Given request: Return each line of the listing below, unchanged, and omit the images.

Information supplied:
---

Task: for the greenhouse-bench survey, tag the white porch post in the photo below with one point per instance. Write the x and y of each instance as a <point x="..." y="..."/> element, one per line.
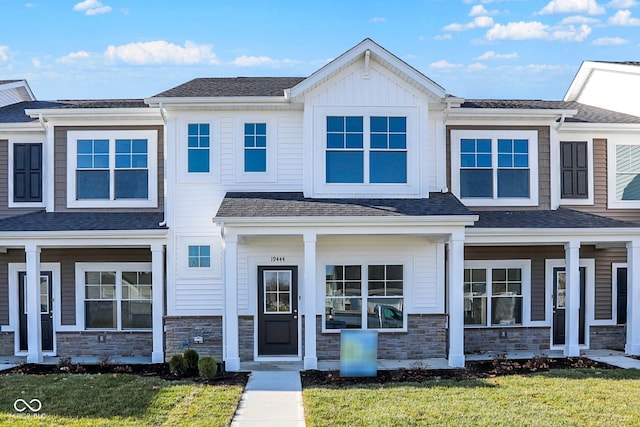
<point x="632" y="345"/>
<point x="572" y="317"/>
<point x="157" y="286"/>
<point x="456" y="301"/>
<point x="32" y="286"/>
<point x="230" y="321"/>
<point x="310" y="357"/>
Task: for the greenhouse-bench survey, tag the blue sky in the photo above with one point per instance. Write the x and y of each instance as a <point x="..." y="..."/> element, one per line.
<point x="514" y="49"/>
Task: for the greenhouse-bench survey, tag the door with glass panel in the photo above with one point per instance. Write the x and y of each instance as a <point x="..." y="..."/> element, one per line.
<point x="46" y="310"/>
<point x="278" y="311"/>
<point x="559" y="306"/>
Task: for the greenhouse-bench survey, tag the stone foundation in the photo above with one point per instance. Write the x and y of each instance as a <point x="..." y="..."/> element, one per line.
<point x="607" y="337"/>
<point x="506" y="339"/>
<point x="7" y="344"/>
<point x="112" y="344"/>
<point x="245" y="338"/>
<point x="181" y="332"/>
<point x="426" y="337"/>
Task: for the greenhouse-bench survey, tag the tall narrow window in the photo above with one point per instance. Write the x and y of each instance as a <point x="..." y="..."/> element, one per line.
<point x="198" y="147"/>
<point x="388" y="154"/>
<point x="345" y="149"/>
<point x="27" y="172"/>
<point x="574" y="170"/>
<point x="255" y="147"/>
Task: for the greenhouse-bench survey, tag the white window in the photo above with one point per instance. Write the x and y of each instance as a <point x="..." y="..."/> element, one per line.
<point x="115" y="295"/>
<point x="364" y="297"/>
<point x="495" y="167"/>
<point x="112" y="168"/>
<point x="496" y="293"/>
<point x="624" y="173"/>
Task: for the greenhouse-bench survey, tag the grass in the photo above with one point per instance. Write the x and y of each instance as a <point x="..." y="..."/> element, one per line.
<point x="554" y="398"/>
<point x="115" y="400"/>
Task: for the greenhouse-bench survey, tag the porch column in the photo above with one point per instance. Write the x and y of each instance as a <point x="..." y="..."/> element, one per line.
<point x="310" y="357"/>
<point x="456" y="301"/>
<point x="632" y="345"/>
<point x="32" y="286"/>
<point x="572" y="320"/>
<point x="230" y="321"/>
<point x="157" y="286"/>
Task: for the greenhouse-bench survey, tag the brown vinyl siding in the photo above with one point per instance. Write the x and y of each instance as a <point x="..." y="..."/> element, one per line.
<point x="5" y="211"/>
<point x="600" y="189"/>
<point x="544" y="176"/>
<point x="60" y="162"/>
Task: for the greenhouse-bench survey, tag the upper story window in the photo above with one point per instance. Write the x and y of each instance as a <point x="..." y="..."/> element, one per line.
<point x="370" y="150"/>
<point x="112" y="168"/>
<point x="255" y="147"/>
<point x="27" y="173"/>
<point x="199" y="143"/>
<point x="495" y="167"/>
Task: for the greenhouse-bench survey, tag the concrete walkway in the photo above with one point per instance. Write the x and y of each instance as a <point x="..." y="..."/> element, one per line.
<point x="271" y="398"/>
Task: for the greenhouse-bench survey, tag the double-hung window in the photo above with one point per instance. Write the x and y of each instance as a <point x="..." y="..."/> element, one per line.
<point x="495" y="167"/>
<point x="116" y="296"/>
<point x="199" y="143"/>
<point x="366" y="149"/>
<point x="494" y="295"/>
<point x="255" y="147"/>
<point x="112" y="168"/>
<point x="364" y="297"/>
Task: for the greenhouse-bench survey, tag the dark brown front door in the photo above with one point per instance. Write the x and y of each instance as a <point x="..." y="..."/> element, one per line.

---

In response:
Task: for the greenhouse-bench survey, tag the white porch post in the photo below with one point per instance. Write the x and y of each instance as a <point x="..." y="..."/> element, one per line.
<point x="632" y="345"/>
<point x="572" y="317"/>
<point x="157" y="286"/>
<point x="456" y="301"/>
<point x="32" y="286"/>
<point x="230" y="321"/>
<point x="310" y="357"/>
Task: for the greenhouse-bench survey, tag the blue sky in the photo above with one point per instance. Write the x and y of each instance as a <point x="..." y="..."/> element, one per line.
<point x="514" y="49"/>
Task: for the greenhouse-bench survey, tag the door with glass panel in the photo above with one point per instance. Write the x and y of each instance as a <point x="..." y="..."/> element, one per line.
<point x="46" y="310"/>
<point x="278" y="311"/>
<point x="559" y="306"/>
Task: for the greenhouse-bench survey, tag the stone foundation in the photo above with one point per instance. Write the x and y of each instance as a <point x="..." y="..."/> element, one per line.
<point x="607" y="337"/>
<point x="506" y="339"/>
<point x="7" y="344"/>
<point x="112" y="344"/>
<point x="245" y="338"/>
<point x="181" y="332"/>
<point x="426" y="337"/>
Task: for the greenhouse-bench survey, tag the tall narrow window in the photo above with one point per instance. Write the x and y of each instance as a <point x="..." y="..."/> element, one per line.
<point x="198" y="147"/>
<point x="388" y="154"/>
<point x="345" y="149"/>
<point x="27" y="172"/>
<point x="574" y="170"/>
<point x="255" y="147"/>
Task: for the greenhouse-bench survey, tag the white window in the photo above with one point per instance. Write the x and y of each instance as a <point x="..." y="..."/> element, one per line.
<point x="115" y="295"/>
<point x="364" y="297"/>
<point x="495" y="167"/>
<point x="112" y="168"/>
<point x="496" y="293"/>
<point x="624" y="173"/>
Task: for the greenhouse-bench survey, tag the grass in the photo above with one point per instance. Write the x and y of each instance as a <point x="..." y="..."/> element, one per line.
<point x="554" y="398"/>
<point x="115" y="400"/>
Task: for the greenhouse-bench survey, tag the porch column in the photo above with one point per instance. Write the x and y of each instance as a <point x="..." y="..."/> element, one per line.
<point x="310" y="357"/>
<point x="456" y="301"/>
<point x="632" y="345"/>
<point x="32" y="286"/>
<point x="572" y="320"/>
<point x="230" y="321"/>
<point x="157" y="286"/>
Task: for the greenhouse-bench survey, tag the brown vinyl siding in the photo above with one point per instance. Write the x and y of each instance as a <point x="..." y="..."/> element, one per line.
<point x="5" y="211"/>
<point x="600" y="189"/>
<point x="544" y="176"/>
<point x="60" y="162"/>
Task: for the greenhouse-bench survey, tag the upper story window in the photo above with one point per instance. Write the x and y of each instance as a <point x="..." y="..."/> element, one per line.
<point x="370" y="150"/>
<point x="112" y="168"/>
<point x="255" y="147"/>
<point x="27" y="173"/>
<point x="199" y="143"/>
<point x="495" y="167"/>
Task: for the greenhouse-bench survey, tag the concrete walkway in the photo above with one point per instance. Write the x and y of each instance as a <point x="..." y="..."/> element, one per line.
<point x="271" y="398"/>
Task: for the greenhouse-bench survey, tag the double-hung window in the photo above with one point per instance. Write the x and y of each instance as a <point x="..." y="..."/> element, one per line.
<point x="495" y="167"/>
<point x="116" y="296"/>
<point x="199" y="143"/>
<point x="366" y="149"/>
<point x="494" y="295"/>
<point x="255" y="147"/>
<point x="112" y="168"/>
<point x="364" y="297"/>
Task: for the greenhouse-bench survey, tag the dark brown front door in the photo above with one point per instance. Write the x and y of each instance as a <point x="..." y="..."/> element, one per line.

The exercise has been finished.